Content starts

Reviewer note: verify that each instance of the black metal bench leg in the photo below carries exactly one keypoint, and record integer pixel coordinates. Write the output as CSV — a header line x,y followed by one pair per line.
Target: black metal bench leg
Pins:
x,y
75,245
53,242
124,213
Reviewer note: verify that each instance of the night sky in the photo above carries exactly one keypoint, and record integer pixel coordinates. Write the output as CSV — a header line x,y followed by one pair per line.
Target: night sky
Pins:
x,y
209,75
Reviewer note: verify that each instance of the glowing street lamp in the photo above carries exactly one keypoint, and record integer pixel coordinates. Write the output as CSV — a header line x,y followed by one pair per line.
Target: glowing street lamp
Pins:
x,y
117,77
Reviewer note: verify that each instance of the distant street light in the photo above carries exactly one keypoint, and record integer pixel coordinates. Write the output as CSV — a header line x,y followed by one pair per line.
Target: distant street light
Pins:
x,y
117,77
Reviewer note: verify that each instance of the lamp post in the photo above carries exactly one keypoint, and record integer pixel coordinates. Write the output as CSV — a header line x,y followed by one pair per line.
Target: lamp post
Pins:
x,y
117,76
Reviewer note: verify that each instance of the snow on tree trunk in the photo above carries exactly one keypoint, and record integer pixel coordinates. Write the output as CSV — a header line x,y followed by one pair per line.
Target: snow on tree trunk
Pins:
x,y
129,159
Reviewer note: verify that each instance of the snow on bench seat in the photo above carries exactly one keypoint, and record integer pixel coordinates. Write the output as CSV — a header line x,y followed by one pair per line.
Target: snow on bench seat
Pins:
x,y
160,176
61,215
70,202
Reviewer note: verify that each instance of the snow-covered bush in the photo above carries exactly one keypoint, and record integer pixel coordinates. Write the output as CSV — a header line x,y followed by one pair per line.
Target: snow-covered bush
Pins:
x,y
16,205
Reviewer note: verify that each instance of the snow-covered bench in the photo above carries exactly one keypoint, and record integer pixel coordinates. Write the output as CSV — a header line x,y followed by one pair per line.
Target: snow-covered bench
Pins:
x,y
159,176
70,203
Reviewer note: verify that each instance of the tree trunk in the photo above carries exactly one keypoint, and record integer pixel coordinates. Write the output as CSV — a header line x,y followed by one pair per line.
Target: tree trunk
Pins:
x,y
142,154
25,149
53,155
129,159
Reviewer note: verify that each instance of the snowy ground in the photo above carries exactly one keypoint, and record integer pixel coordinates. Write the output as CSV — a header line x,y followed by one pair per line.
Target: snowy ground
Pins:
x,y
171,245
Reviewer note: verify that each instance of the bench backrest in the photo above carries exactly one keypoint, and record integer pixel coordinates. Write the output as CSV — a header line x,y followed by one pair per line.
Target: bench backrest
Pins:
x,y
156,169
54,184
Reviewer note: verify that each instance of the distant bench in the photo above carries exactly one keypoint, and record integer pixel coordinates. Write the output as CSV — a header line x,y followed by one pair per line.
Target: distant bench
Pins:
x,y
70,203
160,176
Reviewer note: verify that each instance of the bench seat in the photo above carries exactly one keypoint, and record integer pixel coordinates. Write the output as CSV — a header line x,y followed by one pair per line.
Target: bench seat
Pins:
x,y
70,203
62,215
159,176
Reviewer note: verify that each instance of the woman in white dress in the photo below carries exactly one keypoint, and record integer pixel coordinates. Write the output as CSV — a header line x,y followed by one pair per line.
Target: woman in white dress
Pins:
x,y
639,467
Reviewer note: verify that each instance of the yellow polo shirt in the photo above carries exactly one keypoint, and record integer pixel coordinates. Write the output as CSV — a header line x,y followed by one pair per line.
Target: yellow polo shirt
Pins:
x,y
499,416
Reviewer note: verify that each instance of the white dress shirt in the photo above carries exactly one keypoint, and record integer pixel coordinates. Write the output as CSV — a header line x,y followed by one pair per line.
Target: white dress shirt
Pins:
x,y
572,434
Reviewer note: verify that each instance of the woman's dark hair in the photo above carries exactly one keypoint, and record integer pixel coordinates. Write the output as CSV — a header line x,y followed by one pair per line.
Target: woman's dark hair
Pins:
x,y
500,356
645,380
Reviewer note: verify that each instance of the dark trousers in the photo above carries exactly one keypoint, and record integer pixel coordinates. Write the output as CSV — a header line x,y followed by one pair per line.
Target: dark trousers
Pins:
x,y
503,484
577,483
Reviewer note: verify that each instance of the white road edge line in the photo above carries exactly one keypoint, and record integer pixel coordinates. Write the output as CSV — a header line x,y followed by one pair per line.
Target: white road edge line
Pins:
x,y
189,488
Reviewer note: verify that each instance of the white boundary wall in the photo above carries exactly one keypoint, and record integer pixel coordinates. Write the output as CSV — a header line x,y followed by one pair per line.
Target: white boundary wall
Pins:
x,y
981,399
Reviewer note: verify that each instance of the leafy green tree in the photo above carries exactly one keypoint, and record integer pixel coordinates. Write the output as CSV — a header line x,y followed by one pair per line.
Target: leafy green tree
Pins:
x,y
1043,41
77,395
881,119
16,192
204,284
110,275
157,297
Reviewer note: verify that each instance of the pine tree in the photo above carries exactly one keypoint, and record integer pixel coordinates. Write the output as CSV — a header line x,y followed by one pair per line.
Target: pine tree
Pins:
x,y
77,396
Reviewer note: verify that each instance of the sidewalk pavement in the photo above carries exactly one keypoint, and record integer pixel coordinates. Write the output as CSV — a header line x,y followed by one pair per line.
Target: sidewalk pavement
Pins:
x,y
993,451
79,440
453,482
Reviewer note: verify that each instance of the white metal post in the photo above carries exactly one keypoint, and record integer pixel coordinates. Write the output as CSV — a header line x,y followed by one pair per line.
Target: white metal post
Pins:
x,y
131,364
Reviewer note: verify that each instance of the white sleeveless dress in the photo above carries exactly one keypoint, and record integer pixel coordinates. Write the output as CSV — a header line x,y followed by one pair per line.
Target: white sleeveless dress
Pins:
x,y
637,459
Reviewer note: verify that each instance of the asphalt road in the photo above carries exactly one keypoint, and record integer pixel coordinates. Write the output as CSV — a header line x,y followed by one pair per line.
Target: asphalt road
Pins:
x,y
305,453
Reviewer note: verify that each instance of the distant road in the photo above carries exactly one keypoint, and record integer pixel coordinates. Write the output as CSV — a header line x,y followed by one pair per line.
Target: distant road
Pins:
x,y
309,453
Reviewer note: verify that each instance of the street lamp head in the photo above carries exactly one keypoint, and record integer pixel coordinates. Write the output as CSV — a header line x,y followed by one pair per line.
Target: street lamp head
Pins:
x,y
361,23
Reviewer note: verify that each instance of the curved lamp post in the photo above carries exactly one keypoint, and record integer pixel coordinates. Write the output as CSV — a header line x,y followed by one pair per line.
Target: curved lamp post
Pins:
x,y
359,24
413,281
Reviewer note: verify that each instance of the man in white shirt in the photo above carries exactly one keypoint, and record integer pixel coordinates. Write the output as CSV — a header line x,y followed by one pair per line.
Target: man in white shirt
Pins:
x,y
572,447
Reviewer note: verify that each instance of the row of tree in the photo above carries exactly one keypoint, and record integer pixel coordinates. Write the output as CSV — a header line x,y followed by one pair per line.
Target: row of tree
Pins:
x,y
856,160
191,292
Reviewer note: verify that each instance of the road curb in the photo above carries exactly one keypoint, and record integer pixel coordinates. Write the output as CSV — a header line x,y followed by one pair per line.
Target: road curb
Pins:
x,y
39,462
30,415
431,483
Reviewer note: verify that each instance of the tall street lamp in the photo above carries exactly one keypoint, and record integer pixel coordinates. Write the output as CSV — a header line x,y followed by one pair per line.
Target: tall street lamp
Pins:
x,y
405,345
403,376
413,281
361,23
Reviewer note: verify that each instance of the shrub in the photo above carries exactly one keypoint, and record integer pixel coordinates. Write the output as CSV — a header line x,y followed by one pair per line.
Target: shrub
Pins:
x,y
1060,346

Content ends

_Task objective_
Pick out every line of the listing containing the word "leafy", and show those lines.

_Answer to the problem_
Reviewer note: verify that each instance of the leafy green tree in the photo above carries exactly one keypoint, and record integer pixel coordinates. Write the output as CSV — a header line x,y followed by one pair per line.
Target: leafy green tree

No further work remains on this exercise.